## TRECHO SELECIONADO
Hoje,
diferentemente do início dos anos 1960, quando também havia forte polarização
política, a economia capitalista brasileira é plena, o que torna mais difusos
os “inimigos do povo”
Tiago Camarinha Lopes / http://brasildebate.com.br/
Os
dois episódios expressam que a sociedade e a economia brasileira estão
concluindo uma fase transitória que conectará o período de capitalização
dirigida pelo Estado (1930 – anos 1980) a um novo período de padrão de
reprodução capitalista.
A
transição em curso significa o fim da estabilidade relativa desde a
redemocratização e a emergência de uma nova etapa histórica do capitalismo
brasileiro.
A
história da economia da América Latina no século 20 é história de sua
industrialização.
O
grande desafio era promover a internalização da produção sob o capital. Só que
o capitalismo do século 20 é um sistema de controle Estatal, em que o
crescimento precisa ser constantemente ajustado para atender demandas da base.
Caso
contrário, a coesão social extremamente frágil, num ambiente que condensa
passado e futuro num único instante, se desfaz e abre caminho para as
transformações radicais que miram ultrapassar o capitalismo.
Além
disso, a dependência estrutural de todo o continente latino-americano é um
atalho a mais para a transição internacionalista devido à condição conservadora
dos nacionalismos locais e da disparidade gritante que ela gera entre
crescimento e desenvolvimento econômico.
Depois
dos avanços iniciais da industrialização dirigida pelo Plano de Metas, o Brasil
caiu na instabilidade política do começo dos anos 1960. Naquela época, houve
uma polarização política intensa em torno de reformas que visavam a aprofundar
as conquistas democráticas obtidas pela elevação da riqueza material absoluta
até então.

[Registros do conjunto de dados de anotação por pontos]
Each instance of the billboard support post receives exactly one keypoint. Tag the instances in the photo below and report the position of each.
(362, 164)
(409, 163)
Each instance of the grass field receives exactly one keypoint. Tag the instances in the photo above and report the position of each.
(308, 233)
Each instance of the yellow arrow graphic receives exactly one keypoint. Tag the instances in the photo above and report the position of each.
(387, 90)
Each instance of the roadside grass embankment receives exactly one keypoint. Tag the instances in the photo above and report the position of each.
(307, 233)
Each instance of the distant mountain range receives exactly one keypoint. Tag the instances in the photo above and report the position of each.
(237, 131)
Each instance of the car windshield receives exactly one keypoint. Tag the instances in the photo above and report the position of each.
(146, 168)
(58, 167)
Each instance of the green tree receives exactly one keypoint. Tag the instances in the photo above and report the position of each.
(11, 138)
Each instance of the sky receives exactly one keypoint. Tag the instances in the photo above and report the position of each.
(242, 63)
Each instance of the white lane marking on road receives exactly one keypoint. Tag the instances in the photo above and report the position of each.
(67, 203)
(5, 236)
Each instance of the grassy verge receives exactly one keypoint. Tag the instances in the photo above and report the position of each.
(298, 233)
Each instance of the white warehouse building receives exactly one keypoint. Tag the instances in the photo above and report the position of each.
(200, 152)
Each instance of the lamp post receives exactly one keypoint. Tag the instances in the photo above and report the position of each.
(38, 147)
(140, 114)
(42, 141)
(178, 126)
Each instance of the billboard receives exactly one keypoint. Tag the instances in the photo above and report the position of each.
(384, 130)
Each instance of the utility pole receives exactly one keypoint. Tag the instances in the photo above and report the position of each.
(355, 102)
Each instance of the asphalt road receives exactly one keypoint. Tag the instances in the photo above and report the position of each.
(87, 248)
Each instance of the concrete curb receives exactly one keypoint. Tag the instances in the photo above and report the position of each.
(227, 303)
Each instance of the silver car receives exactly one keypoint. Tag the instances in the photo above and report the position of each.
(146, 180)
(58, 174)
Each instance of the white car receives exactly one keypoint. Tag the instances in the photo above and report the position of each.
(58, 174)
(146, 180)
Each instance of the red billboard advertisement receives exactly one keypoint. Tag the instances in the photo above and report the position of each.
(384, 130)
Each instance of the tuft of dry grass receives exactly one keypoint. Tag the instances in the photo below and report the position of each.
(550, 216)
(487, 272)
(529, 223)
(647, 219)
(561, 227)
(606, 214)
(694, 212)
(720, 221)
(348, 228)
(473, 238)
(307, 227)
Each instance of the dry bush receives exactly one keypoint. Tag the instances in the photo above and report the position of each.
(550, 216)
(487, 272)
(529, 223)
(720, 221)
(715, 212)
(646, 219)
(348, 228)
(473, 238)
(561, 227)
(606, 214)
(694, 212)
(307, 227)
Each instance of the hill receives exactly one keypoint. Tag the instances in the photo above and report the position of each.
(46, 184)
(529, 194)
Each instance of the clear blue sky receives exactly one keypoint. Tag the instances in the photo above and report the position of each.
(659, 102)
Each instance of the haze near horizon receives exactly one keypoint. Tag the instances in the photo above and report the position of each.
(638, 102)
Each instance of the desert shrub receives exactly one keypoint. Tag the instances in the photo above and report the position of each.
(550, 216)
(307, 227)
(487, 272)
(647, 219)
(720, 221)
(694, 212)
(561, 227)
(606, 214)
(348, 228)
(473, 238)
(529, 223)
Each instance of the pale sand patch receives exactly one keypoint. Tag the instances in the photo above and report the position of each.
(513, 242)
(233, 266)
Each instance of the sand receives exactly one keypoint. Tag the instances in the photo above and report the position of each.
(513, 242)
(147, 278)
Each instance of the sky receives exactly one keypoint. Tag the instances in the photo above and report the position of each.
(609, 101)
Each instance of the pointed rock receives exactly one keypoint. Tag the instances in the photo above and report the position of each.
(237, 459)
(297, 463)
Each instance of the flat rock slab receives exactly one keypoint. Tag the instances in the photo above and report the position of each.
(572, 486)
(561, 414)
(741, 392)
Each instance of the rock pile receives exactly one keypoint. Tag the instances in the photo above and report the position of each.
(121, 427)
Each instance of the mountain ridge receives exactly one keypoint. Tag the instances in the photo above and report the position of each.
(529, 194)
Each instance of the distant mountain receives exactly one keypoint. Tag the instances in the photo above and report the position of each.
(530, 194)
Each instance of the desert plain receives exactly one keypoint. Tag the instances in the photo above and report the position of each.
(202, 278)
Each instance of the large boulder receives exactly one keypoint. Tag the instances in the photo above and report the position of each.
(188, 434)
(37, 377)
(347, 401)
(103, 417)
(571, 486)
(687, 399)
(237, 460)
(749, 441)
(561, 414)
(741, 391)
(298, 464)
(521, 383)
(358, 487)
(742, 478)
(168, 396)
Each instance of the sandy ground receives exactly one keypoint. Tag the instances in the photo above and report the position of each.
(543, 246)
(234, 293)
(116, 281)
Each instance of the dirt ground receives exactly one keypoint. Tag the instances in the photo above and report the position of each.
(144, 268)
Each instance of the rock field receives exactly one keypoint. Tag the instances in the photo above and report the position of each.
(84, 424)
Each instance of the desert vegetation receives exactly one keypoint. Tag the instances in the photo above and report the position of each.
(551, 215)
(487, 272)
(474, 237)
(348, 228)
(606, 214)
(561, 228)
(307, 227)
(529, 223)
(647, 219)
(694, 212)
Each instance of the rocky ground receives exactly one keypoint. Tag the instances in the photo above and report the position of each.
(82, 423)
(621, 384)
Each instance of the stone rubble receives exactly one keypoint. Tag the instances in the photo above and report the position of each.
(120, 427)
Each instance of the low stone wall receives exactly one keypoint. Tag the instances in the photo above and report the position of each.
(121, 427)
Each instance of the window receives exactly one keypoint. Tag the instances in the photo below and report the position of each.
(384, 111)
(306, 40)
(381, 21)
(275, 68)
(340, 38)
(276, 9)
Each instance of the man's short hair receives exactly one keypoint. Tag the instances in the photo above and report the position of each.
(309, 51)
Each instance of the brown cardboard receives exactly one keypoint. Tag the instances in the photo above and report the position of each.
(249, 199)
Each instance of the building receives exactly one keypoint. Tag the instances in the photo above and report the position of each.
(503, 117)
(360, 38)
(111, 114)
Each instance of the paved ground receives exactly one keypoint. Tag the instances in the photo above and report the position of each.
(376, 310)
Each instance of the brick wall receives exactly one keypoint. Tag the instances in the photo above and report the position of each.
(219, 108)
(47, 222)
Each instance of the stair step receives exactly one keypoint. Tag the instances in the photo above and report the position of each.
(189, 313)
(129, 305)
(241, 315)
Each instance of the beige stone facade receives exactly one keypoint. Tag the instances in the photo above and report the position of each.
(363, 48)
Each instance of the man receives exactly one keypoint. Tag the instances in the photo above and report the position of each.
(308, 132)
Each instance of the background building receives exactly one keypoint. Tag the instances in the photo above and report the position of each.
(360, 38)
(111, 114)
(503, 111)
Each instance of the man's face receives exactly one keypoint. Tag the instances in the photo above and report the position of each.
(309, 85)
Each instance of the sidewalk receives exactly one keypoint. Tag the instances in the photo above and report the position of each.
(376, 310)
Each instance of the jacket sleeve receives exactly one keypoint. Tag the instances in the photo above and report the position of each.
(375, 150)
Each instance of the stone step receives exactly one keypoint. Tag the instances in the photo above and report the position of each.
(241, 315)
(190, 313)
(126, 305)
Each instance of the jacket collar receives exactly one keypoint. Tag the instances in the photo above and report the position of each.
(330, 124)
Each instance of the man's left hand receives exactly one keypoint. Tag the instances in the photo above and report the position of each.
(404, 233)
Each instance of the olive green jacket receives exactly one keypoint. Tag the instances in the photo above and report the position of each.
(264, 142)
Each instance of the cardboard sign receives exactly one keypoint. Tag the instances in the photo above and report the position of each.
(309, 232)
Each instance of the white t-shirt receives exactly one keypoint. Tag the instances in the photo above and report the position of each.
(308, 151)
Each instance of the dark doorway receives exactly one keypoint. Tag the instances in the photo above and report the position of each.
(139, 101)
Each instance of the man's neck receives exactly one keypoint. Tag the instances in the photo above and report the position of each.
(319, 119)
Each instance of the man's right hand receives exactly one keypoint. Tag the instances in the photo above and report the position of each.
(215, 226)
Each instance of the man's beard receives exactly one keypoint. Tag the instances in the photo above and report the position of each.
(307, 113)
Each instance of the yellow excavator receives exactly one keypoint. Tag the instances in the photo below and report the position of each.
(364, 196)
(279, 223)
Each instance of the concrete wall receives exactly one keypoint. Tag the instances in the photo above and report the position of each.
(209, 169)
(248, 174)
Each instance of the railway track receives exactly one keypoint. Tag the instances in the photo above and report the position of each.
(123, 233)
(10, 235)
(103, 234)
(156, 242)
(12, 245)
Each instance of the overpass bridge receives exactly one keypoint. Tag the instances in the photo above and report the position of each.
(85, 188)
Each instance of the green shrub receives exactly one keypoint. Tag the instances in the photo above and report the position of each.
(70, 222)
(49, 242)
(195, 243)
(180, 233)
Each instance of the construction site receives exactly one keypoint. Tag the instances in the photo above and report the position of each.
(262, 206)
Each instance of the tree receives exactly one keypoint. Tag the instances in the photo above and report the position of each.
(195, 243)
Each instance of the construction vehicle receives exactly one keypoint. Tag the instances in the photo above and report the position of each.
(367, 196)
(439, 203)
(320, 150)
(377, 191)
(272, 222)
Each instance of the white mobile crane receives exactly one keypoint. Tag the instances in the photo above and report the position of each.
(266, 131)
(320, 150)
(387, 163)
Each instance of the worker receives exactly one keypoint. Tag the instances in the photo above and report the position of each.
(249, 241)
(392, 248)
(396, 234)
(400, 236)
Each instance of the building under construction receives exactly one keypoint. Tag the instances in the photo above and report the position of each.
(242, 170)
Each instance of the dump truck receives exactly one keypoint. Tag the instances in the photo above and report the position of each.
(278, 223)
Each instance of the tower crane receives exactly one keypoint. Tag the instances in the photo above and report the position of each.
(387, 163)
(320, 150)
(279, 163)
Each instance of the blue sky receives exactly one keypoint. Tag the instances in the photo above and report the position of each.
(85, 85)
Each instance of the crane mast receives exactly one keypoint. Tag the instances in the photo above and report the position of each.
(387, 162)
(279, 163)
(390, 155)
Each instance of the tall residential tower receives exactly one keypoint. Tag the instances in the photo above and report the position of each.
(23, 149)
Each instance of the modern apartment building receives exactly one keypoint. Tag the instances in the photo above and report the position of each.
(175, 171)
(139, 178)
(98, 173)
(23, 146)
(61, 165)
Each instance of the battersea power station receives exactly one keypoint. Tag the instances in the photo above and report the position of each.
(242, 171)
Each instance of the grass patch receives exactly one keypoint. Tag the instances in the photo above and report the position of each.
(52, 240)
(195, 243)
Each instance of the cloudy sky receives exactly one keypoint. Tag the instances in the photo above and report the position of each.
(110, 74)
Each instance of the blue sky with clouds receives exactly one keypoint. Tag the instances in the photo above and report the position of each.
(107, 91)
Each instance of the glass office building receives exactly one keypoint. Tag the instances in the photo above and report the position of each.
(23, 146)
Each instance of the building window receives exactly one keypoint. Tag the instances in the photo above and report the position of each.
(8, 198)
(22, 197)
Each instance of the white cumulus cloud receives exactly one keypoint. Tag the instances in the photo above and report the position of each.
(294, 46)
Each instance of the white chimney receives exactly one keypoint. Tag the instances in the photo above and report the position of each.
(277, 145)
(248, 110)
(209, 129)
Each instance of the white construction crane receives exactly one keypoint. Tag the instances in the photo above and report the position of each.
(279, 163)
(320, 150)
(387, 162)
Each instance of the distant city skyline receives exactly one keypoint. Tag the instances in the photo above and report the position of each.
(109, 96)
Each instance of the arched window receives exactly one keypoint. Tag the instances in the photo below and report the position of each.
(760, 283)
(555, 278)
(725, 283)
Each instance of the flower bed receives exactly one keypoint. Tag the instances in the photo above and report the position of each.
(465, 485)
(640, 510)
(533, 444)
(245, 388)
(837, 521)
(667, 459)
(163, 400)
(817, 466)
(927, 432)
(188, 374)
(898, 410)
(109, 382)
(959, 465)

## A REALIZAR
1. Reproduza fielmente o trecho sobre o capitalismo brasileiro, começando pelas palavras que contêm "Tiago Camarinha Lopes" e encerrando após "reprodução capitalista.".
2. Mostre, tal como aparecem, todas as linhas dos registros em que consta a palavra "desert".

## RESPOSTAS REDIGIDAS
1.
Tiago Camarinha Lopes / http://brasildebate.com.br/
Os
dois episódios expressam que a sociedade e a economia brasileira estão
concluindo uma fase transitória que conectará o período de capitalização
dirigida pelo Estado (1930 – anos 1980) a um novo período de padrão de
reprodução capitalista.

2.
Each instance of the desert shrub receives exactly one keypoint. Tag the instances in the photo above and report the position of each.
Each instance of the desert plain receives exactly one keypoint. Tag the instances in the photo above and report the position of each.
Each instance of the desert vegetation receives exactly one keypoint. Tag the instances in the photo above and report the position of each.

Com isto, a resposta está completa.